[START TEXT SHOWN]

Note also that, in maths, both the cardinal and the ordinal numbers start at 0 - defined as the cardinality of the empty set and the set containing the empty set, respectively.
Lots of people have a strong opinion on this: Ones that say that 0-based indexing is the only logical way of things, and ones that don't see what the fuss is about and prefer 1 because that's how we count objects. I suspect the people in the first category did some low level programming that needed to do arithmetic on indices. For example, let's say you want to take a string "abc" and repeat it until the length is 10, getting "abcabcabca". Assuming some Python-like language you would start with:
a = "abc"
b = [" "]*10
With 0-based indexing you would do:
for i in range(0,10):
b[i]=a[i%3]
In a 1-based language that becomes:
for i in range(1,11):
b[i]=a[(i-1)%3+1]
So you need to shift the index twice. This is because modulo arithmetic needs 0 to form a ring. As a result, in situations where the difference between 0 and 1 based indexing makes a difference it's ususally 0-based indexing that leads to simpler code.
Julia actually just includes a dedicated function for this case (mod1), and that covers the vast majority of places where 0 base is easier.
In my cases of numerical code 1 based indexing causes fewer ±1 than 0 based indexing. (Nitpick: In modulo arithmetic 0 = N so having the index run from 1 to N is a ring just as well. The problem is the conventional representation of the equivalence class -N,0,N,2N,3N… in the numbers being 0 (which arises from arithmetics definition of modulo))
In pretty much any language other than python you'd have to be careful for the case that i might become negative anyway.
And in python you could just go:
import itertools as it
a = ''.join(it.islice(it.cycle("abc"),10))
Also you don't need 0 to form a ring. Modulo arithmetic forms a ring no matter which representatives you pick. Languages just tend to implement one that includes 0 because it's more convenient.
This used to be unspecified behavior. C99 then codified this wrong behavior.
Assume positive b for a moment.
We want a * (a/b) + (a%b) = a. If a%b is to always be within [0..b), then a/b has to round toward -infinity. C99 instead chose round towards 0.
That's right. Why do you suppose they chose that behavior to standardize, rather than Python's? Conceivably it's because nobody on the C99 standards committee had enough technical expertise to make the argument you're making, but can you think of another explanation? Because the prior probability on that one is pretty low.
> In C89, division of integers involving negative operands could round upward or downward in an implementation-defined manner; the intent was to avoid incurring overhead in run-time code to check for special cases and enforce specific behavior. In Fortran, however, the result will always truncate toward zero, and the overhead seems to be acceptable to the numeric programming community. Therefore, C99 now requires similar behavior, which should facilitate porting of code from Fortran to C.
Ha - you’re correct of course. I saw the a^2 term and thought that can’t be right. Note to self - before attempting to correct others, check the “correction”.
According to wahern's quote above it was to "avoid incurring overhead in run-time code to check for special case", like the ability to accelerate mod power-of-two by convertig to AND.

[END TEXT SHOWN]
[START RECORDS SHOWN]

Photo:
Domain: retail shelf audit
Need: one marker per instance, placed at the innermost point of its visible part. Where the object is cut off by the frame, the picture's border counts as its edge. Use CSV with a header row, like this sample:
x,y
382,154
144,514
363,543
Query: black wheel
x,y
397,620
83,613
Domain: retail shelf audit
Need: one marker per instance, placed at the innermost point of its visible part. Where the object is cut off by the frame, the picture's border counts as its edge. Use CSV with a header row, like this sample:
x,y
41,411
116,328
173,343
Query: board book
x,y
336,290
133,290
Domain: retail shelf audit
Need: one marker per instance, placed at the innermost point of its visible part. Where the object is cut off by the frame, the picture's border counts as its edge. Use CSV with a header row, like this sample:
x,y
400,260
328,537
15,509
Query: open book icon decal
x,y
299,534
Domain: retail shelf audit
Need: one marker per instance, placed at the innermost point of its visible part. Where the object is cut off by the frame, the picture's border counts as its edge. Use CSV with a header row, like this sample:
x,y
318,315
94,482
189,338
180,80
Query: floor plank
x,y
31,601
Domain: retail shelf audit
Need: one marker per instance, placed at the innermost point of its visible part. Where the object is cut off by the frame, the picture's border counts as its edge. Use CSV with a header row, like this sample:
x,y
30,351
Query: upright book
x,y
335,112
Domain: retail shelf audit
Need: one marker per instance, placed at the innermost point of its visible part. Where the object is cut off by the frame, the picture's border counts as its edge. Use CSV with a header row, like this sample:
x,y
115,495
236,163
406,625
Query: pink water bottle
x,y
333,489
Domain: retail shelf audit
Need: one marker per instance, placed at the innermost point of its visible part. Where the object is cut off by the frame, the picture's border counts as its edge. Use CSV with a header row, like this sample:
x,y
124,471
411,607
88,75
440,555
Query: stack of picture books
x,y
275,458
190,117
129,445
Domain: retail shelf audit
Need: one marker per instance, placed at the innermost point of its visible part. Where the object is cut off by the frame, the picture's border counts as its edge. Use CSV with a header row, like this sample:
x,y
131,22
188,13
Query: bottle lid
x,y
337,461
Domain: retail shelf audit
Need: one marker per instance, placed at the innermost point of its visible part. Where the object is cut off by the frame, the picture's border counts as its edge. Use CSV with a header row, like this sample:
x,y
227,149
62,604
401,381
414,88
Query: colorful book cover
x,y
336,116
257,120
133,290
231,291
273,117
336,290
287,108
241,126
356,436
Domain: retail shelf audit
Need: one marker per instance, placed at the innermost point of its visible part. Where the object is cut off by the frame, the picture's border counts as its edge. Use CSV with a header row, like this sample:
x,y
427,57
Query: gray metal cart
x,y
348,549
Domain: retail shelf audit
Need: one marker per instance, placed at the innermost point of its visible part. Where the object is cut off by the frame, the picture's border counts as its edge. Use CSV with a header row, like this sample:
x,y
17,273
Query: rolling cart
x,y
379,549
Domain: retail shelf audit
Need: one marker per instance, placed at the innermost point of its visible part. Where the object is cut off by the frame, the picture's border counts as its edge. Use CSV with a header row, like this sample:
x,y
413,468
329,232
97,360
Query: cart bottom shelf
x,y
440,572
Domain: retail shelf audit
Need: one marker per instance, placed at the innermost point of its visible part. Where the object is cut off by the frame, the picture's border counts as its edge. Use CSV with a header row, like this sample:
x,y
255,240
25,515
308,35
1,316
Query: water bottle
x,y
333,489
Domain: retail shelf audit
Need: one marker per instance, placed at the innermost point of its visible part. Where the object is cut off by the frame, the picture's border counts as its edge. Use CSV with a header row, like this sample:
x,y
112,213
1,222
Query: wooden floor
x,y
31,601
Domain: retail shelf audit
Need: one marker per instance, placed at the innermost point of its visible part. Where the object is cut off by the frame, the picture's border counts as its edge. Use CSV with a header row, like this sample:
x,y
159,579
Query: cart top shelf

[END RECORDS SHOWN]

**WHAT THE TASK ASKS**
Reproduce the passage from the indexing discussion above word for word, starting at "And in python" and running down to "it's more convenient.".

**TASK RESPONSE**
And in python you could just go:
import itertools as it
a = ''.join(it.islice(it.cycle("abc"),10))
Also you don't need 0 to form a ring. Modulo arithmetic forms a ring no matter which representatives you pick. Languages just tend to implement one that includes 0 because it's more convenient.